**Data to use:**
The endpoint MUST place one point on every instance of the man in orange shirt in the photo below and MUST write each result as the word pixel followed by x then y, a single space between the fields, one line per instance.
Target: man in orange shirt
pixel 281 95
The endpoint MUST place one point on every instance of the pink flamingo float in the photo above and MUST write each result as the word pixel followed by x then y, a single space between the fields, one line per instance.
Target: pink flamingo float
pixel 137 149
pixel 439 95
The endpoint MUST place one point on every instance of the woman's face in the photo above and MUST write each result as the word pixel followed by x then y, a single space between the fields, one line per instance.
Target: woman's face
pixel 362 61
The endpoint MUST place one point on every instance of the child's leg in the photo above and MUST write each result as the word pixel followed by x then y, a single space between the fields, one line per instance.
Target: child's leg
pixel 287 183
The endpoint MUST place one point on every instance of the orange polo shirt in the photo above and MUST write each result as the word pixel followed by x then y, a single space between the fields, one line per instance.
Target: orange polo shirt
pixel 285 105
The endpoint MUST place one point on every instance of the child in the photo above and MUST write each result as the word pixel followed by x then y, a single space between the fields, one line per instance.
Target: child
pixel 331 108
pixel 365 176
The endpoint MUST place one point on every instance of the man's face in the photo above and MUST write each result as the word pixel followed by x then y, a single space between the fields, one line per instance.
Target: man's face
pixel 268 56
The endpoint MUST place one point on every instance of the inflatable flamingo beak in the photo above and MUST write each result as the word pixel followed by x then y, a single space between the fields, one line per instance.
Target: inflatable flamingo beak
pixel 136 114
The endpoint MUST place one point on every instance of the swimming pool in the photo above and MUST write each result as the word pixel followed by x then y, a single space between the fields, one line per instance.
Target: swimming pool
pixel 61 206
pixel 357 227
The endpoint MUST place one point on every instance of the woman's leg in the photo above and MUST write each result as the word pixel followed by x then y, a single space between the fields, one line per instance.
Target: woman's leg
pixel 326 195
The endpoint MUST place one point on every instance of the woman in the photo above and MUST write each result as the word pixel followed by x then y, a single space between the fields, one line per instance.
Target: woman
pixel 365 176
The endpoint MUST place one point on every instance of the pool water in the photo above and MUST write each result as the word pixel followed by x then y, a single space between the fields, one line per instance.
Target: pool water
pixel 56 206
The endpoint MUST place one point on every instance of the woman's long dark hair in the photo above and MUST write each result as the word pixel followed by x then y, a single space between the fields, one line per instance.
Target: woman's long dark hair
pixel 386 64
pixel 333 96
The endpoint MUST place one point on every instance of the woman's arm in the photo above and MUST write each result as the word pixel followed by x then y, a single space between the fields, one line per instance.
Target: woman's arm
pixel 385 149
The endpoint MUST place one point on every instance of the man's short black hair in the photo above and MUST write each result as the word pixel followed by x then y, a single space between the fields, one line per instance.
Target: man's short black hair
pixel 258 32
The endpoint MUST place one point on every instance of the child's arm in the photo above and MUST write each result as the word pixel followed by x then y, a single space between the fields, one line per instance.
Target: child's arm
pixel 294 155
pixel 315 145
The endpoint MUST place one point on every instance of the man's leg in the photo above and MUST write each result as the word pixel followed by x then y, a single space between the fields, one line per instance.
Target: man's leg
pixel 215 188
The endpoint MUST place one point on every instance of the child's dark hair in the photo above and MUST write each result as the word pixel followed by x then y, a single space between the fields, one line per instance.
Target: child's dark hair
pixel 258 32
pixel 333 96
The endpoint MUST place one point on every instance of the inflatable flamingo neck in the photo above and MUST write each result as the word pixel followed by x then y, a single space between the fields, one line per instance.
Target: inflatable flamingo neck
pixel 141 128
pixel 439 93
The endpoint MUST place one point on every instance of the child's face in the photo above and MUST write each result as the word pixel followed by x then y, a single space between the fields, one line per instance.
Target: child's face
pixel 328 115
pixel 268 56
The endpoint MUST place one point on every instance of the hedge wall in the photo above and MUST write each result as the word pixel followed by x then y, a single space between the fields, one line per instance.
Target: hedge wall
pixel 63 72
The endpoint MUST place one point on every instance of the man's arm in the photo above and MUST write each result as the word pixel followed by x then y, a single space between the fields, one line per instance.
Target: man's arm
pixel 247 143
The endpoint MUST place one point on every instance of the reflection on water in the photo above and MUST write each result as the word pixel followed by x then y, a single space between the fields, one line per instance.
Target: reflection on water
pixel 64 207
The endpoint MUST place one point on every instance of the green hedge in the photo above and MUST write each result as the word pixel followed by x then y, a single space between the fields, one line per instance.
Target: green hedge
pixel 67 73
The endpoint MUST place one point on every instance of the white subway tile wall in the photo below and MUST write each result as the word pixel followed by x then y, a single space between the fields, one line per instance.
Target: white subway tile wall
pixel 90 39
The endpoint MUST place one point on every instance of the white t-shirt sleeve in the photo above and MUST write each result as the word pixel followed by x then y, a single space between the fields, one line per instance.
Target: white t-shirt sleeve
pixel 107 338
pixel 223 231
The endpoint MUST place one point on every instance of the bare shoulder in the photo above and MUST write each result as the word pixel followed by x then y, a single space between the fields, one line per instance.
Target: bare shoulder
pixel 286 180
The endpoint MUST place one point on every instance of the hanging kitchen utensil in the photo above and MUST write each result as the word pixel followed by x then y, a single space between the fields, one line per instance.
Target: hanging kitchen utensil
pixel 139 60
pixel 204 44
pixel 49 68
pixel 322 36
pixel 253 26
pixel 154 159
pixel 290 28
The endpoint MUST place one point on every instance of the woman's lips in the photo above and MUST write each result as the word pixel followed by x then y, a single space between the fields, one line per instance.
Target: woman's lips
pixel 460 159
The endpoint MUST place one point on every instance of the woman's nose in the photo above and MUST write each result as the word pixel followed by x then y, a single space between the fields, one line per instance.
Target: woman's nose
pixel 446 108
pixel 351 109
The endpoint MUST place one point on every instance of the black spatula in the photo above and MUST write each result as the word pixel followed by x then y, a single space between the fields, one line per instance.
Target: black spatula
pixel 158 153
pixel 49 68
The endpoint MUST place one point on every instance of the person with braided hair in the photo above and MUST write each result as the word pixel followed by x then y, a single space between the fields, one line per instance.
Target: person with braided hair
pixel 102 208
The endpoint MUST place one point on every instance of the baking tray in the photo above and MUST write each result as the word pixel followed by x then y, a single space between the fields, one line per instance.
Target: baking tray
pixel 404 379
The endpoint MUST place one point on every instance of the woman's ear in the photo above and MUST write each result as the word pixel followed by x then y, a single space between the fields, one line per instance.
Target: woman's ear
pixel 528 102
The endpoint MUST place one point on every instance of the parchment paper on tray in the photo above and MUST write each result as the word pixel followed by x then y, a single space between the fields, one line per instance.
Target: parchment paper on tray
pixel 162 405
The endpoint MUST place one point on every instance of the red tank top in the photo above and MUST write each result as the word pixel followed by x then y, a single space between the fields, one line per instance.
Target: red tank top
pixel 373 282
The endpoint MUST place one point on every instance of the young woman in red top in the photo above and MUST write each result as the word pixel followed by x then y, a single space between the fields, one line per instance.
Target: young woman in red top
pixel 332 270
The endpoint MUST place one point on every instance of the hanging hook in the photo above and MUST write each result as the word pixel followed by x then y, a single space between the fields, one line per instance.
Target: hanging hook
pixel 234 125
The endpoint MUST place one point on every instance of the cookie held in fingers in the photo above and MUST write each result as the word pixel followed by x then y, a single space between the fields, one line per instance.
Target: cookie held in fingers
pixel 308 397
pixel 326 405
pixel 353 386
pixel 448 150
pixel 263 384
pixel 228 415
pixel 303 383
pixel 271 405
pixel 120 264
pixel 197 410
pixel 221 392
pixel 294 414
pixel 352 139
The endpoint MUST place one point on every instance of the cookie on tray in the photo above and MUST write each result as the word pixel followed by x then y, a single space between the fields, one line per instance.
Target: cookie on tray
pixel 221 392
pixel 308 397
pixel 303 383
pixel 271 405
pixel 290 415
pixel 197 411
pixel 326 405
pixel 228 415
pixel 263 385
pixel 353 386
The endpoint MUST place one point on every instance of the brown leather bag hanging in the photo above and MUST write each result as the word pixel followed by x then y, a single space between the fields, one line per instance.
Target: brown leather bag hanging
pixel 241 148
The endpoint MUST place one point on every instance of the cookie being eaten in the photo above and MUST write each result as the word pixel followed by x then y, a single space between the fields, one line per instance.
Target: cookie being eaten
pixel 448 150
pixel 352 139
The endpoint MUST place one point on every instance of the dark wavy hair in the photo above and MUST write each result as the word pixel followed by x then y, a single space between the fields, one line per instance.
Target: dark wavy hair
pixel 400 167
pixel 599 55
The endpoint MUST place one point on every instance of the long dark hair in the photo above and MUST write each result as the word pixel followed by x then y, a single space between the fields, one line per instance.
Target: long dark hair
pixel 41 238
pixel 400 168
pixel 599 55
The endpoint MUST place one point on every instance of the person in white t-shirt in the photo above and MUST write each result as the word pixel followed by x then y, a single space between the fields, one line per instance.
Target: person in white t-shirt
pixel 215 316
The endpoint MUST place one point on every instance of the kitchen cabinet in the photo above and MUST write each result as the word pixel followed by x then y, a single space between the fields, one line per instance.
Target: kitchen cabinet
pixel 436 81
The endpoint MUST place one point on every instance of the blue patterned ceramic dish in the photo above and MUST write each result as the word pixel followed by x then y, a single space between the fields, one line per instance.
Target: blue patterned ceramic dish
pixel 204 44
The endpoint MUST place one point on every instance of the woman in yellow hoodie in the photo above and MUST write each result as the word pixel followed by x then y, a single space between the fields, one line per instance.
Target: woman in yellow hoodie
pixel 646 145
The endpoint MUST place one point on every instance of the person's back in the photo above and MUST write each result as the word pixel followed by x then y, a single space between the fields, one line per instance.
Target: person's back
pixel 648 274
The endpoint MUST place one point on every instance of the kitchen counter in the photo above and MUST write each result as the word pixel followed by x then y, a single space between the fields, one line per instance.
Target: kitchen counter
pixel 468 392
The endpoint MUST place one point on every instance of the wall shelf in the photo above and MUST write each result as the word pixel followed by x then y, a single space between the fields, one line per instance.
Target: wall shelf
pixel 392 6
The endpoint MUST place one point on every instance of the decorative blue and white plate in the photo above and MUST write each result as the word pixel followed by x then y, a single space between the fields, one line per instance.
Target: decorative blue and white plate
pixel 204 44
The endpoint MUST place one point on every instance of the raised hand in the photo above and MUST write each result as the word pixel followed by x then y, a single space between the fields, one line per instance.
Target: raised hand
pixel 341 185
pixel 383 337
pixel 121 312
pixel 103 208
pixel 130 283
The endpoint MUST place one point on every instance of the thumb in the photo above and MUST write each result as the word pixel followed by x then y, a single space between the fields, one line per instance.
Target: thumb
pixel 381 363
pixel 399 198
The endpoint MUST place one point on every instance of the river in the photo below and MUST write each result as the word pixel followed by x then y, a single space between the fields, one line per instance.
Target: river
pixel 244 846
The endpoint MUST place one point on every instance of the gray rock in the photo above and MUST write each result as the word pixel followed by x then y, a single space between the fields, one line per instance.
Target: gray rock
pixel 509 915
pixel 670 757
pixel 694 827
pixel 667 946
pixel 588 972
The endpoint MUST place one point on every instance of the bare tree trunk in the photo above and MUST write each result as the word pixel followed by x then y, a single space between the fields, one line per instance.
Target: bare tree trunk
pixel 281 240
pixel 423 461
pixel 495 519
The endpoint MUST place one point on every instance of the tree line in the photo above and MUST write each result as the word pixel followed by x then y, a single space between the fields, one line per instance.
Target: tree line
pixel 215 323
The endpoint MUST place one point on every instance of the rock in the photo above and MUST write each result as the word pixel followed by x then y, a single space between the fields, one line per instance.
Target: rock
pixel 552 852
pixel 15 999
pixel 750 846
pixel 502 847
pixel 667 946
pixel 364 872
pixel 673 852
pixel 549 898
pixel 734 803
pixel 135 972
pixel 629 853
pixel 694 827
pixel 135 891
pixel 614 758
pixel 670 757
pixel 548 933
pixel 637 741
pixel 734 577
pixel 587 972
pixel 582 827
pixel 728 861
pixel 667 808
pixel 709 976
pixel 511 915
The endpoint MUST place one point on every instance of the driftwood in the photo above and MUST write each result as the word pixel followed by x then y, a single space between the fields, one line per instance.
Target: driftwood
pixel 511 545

**Your task:**
Identify the lines of the entries containing the string "below". Copy each such line.

**Response:**
The endpoint MUST place one point on every instance of the man in orange shirt in the photo below and MUST write each result as the word pixel followed by x then y, a single space between the fields, one line per instance.
The endpoint MUST place one point on every instance of the white subway tile wall in the photo below and MUST write each result as the word pixel followed by x then y, a single space between the fields, one line per instance.
The endpoint MUST place one point on every instance of the river in the photo below and MUST write each result as the word pixel followed by x then y, a single space between the fields, one line per instance.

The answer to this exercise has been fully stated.